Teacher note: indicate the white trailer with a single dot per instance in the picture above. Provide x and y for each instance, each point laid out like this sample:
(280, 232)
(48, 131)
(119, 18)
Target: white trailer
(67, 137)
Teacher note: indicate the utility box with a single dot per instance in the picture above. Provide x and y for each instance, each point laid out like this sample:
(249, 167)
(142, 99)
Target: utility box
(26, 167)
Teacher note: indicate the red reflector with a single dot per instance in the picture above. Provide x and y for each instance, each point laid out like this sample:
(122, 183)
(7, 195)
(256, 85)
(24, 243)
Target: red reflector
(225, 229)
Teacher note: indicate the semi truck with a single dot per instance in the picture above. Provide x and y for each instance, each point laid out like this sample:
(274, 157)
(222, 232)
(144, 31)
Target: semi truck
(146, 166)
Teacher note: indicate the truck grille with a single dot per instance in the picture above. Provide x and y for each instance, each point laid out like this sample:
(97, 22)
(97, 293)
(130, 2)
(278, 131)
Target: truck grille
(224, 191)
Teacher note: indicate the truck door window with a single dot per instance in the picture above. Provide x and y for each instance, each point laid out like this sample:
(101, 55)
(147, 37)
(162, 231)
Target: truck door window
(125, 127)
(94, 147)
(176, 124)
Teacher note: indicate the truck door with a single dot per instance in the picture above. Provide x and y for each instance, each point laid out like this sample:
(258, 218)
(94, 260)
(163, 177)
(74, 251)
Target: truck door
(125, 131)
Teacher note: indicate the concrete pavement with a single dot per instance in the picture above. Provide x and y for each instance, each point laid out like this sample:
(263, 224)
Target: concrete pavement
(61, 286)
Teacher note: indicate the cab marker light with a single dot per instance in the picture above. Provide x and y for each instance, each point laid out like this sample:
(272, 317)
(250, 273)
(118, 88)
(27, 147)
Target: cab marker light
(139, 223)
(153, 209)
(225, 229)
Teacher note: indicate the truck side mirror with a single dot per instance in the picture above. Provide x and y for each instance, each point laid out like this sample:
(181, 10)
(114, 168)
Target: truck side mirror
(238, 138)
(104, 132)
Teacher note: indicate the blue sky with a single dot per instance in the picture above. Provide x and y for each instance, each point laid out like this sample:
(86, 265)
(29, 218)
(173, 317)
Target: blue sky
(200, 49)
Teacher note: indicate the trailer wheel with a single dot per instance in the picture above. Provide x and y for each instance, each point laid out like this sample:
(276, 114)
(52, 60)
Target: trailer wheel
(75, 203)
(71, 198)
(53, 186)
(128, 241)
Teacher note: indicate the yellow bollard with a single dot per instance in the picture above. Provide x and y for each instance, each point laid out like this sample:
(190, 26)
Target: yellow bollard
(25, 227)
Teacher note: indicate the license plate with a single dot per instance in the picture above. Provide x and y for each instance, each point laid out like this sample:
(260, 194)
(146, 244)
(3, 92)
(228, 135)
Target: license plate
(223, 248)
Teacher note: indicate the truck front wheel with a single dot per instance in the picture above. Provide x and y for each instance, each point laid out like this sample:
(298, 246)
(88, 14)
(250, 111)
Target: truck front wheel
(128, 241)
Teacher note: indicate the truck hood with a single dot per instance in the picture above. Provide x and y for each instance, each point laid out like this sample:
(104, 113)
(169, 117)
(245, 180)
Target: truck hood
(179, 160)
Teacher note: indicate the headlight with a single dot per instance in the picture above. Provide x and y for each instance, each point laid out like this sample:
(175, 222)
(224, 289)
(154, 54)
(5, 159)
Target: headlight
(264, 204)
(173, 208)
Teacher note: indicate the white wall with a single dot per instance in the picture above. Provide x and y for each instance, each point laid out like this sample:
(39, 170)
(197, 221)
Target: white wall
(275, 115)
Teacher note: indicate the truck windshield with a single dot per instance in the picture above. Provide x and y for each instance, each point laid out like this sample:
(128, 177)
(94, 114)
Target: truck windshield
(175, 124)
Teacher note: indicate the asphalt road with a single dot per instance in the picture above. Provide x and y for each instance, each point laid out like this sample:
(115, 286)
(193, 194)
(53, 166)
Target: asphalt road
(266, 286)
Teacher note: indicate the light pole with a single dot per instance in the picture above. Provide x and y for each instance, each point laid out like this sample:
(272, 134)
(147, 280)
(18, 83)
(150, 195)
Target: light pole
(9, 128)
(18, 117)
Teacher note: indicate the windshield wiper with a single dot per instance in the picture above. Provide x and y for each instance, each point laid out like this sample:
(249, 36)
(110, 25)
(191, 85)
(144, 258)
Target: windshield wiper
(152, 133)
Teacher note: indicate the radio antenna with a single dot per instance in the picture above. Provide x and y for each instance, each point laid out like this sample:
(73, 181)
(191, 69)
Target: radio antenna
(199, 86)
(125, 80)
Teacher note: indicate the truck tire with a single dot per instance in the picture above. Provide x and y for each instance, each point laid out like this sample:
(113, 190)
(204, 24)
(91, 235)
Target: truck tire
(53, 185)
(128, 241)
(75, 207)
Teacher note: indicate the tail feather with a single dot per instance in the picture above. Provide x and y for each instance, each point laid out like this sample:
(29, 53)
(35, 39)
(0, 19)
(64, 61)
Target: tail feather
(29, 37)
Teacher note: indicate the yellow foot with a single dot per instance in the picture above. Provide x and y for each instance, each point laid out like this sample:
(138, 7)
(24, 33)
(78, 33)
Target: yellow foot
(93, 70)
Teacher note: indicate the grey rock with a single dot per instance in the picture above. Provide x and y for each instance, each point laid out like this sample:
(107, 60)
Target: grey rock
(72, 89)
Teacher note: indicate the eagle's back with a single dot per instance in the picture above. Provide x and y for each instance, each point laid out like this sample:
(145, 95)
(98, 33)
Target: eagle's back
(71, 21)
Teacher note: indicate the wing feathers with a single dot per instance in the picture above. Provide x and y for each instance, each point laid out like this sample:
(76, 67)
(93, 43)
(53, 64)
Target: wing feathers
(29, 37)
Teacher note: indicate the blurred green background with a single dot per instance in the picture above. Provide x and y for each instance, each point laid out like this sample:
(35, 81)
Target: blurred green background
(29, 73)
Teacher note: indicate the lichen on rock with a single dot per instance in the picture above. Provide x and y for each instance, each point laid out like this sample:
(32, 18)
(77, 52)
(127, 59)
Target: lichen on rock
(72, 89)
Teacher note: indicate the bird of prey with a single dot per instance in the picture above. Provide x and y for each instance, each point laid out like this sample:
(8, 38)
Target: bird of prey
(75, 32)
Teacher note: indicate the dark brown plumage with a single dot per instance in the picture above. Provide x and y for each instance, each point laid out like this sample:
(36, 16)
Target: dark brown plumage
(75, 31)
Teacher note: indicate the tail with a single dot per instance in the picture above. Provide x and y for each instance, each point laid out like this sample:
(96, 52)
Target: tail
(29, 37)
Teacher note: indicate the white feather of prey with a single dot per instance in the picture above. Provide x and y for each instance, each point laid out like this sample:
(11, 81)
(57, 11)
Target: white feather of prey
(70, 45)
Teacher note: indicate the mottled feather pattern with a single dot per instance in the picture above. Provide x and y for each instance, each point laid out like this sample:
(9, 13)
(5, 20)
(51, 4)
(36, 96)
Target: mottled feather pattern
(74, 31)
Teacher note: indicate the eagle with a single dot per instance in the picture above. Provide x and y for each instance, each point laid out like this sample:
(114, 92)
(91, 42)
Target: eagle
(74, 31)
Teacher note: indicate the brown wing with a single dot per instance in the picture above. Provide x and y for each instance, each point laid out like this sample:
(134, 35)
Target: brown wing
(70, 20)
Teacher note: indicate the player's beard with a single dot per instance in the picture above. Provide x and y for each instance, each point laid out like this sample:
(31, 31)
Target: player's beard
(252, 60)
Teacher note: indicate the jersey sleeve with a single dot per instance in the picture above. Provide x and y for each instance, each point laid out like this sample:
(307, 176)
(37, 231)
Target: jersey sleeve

— GIVEN PROBLEM —
Reproduce the material verbatim, line by line.

— EXERCISE OUTPUT —
Teacher note: indicate the white trailer with a single dot per instance in the picture above. Provide x and y for each instance, each point laid out like this sample:
(280, 232)
(48, 131)
(119, 18)
Target: white trailer
(67, 137)
Teacher note: indicate the utility box with a single dot per instance in the picture above. Provide x and y for each instance, each point laid out like this sample:
(249, 167)
(142, 99)
Target: utility box
(26, 167)
Teacher note: indicate the red reflector with a single dot per instance in the picture above. Provide x and y for each instance, each point laid out like this sample:
(122, 183)
(7, 195)
(256, 85)
(24, 243)
Target: red reflector
(225, 229)
Teacher note: indicate the semi truck with a single dot per instance in the picture above. Provide x and y for each instance, each point laid out like this sample:
(274, 157)
(222, 232)
(144, 31)
Target: semi truck
(146, 166)
Teacher note: indicate the truck grille with a single dot per instance in the picture above. Provide x and y for each instance, each point laid out like this sample:
(97, 22)
(97, 293)
(130, 2)
(278, 131)
Target: truck grille
(224, 191)
Teacher note: indicate the truck door window with a single dot per instance in the picture above. Provide x and y for each instance, each point laid out like this sample:
(101, 55)
(147, 37)
(162, 231)
Target: truck door window
(125, 127)
(94, 147)
(176, 124)
Teacher note: indicate the truck door with a single dot per instance in the picture above. Provide x and y for each instance, each point laid out like this sample:
(258, 218)
(94, 260)
(163, 177)
(74, 251)
Target: truck door
(125, 131)
Teacher note: indicate the concrete pavement with a single dot per instance in the picture above. Provide x and y for each instance, each point laid out like this sample:
(263, 224)
Target: concrete pavement
(61, 286)
Teacher note: indicate the cab marker light with a single dot per instance in the picture above. Provide x and y for each instance, each point laid out like this sample:
(272, 317)
(250, 273)
(118, 88)
(27, 147)
Target: cab marker light
(139, 223)
(153, 209)
(225, 229)
Teacher note: indicate the truck side mirror with a single dot per instance in the picture above. Provide x and y for each instance, each point laid out like this sample:
(181, 10)
(114, 168)
Target: truck side mirror
(238, 138)
(104, 132)
Teacher note: indicate the blue sky with a single dot per instance in the picture above. Provide x and y for each instance, each point laid out like this sample:
(86, 265)
(29, 218)
(173, 317)
Target: blue sky
(200, 49)
Teacher note: indicate the trailer wheel with a single dot per instance in the picture above. Provide x and y for each instance, each point laid out like this sample:
(276, 114)
(52, 60)
Target: trailer wheel
(75, 203)
(71, 198)
(53, 186)
(128, 241)
Teacher note: indicate the yellow bollard with a single dot per instance in the picture above. Provide x and y for each instance, each point laid out like this sample:
(190, 26)
Target: yellow bollard
(25, 227)
Teacher note: indicate the license plate with a single dot per instance in the picture above. Provide x and y for each instance, each point laid out like this sample:
(260, 194)
(146, 244)
(3, 92)
(228, 135)
Target: license plate
(223, 248)
Teacher note: indicate the truck front wheel with a single dot per instance in the picture above. Provide x and y for each instance, each point laid out like this sample:
(298, 246)
(88, 14)
(250, 111)
Target: truck front wheel
(128, 241)
Teacher note: indicate the truck hood with a single dot per instance in the picture above. Provide x and y for each instance, each point laid out like this sample:
(104, 113)
(169, 117)
(245, 180)
Target: truck hood
(179, 160)
Teacher note: indicate the headlight with a single dot per instance in the picture above. Provide x and y for each instance, each point laid out like this sample:
(175, 222)
(224, 289)
(154, 54)
(5, 159)
Target: headlight
(264, 204)
(173, 208)
Teacher note: indicate the white wall with a single dot per instance in the picture above. Provide x and y for each instance, each point laid out like this sample:
(39, 170)
(197, 221)
Target: white wall
(275, 115)
Teacher note: indicate the truck windshield with a single dot per instance in the picture above. Provide x and y for each instance, each point laid out like this sample:
(128, 177)
(94, 114)
Target: truck windshield
(175, 124)
Teacher note: indicate the asphalt road with a single dot per instance in the picture above. Provide x and y for each instance, each point laid out like this sample:
(115, 286)
(193, 194)
(53, 166)
Target: asphalt road
(266, 286)
Teacher note: indicate the light pole with a single dot per instance in the picture above. Provide x and y for each instance, each point laid out like this sample:
(272, 134)
(147, 280)
(18, 83)
(150, 195)
Target: light pole
(9, 128)
(18, 117)
Teacher note: indicate the windshield wiper with a single dot per instance in the picture above. Provide x and y for each instance, each point laid out like this sample:
(249, 36)
(110, 25)
(191, 85)
(144, 258)
Target: windshield wiper
(152, 133)
Teacher note: indicate the radio antenna with a single dot per instance in the picture above. Provide x and y for each instance, each point laid out like this sample:
(73, 181)
(191, 69)
Target: radio antenna
(199, 86)
(125, 80)
Teacher note: indicate the truck tire with a single dot per instance in the picture above. Provide x and y for each instance, each point laid out like this sample:
(113, 190)
(204, 24)
(91, 235)
Target: truck tire
(53, 185)
(128, 241)
(75, 207)
Teacher note: indicate the tail feather with a single dot per instance in the picture above. Provide x and y for each instance, each point laid out like this sample:
(29, 53)
(35, 39)
(0, 19)
(64, 61)
Target: tail feather
(29, 37)
Teacher note: indicate the yellow foot with a single dot per instance in the picture above. Provide x and y for each instance, each point laid out like this sample:
(138, 7)
(24, 33)
(78, 33)
Target: yellow foot
(93, 70)
Teacher note: indicate the grey rock with a single dot per instance in the picture above. Provide x and y for each instance, each point laid out like this sample:
(107, 60)
Target: grey rock
(72, 89)
Teacher note: indicate the eagle's back with a single dot per instance in the picture above. Provide x and y for each instance, each point laid out like this sample:
(145, 95)
(98, 33)
Target: eagle's back
(71, 21)
Teacher note: indicate the wing feathers with a single dot per instance in the picture above. Provide x and y for each instance, each point laid out like this sample:
(76, 67)
(93, 43)
(53, 64)
Target: wing feathers
(29, 37)
Teacher note: indicate the blurred green background with a single dot per instance in the picture above. Provide x and y for each instance, each point laid out like this sample:
(35, 81)
Target: blurred green background
(29, 73)
Teacher note: indicate the lichen on rock with a single dot per instance in the picture above. Provide x and y for each instance, each point laid out like this sample:
(32, 18)
(77, 52)
(127, 59)
Target: lichen on rock
(72, 89)
Teacher note: indicate the bird of prey with a single dot per instance in the picture above. Provide x and y for each instance, each point laid out like this sample:
(8, 38)
Target: bird of prey
(75, 32)
Teacher note: indicate the dark brown plumage with a single dot per instance in the picture above. Provide x and y for each instance, each point laid out like this sample:
(36, 16)
Target: dark brown plumage
(75, 31)
Teacher note: indicate the tail with a single dot per instance in the picture above. Provide x and y for each instance, each point laid out like this sample:
(96, 52)
Target: tail
(29, 37)
Teacher note: indicate the white feather of prey with a single dot per instance in the picture above. Provide x and y for each instance, each point laid out like this sample:
(11, 81)
(57, 11)
Target: white feather of prey
(70, 45)
Teacher note: indicate the mottled feather pattern with a single dot per instance in the picture above. Provide x and y for each instance, each point laid out like this sample:
(9, 13)
(5, 20)
(51, 4)
(36, 96)
Target: mottled feather pattern
(74, 31)
Teacher note: indicate the eagle with a single dot per instance in the picture above. Provide x and y for each instance, each point laid out like this sample:
(114, 92)
(91, 42)
Target: eagle
(74, 31)
Teacher note: indicate the brown wing with a single dot per instance in the picture above. Provide x and y for each instance, each point laid out like this sample:
(134, 35)
Target: brown wing
(70, 20)
Teacher note: indicate the player's beard with a single dot per instance in the picture above. Provide x and y for each instance, each point laid out like this sample:
(31, 31)
Target: player's beard
(252, 60)
Teacher note: indicate the jersey sleeve with a single dot per instance in the picture above. Provide x and y for each instance, each point laid out like this sample:
(307, 176)
(37, 231)
Target: jersey sleeve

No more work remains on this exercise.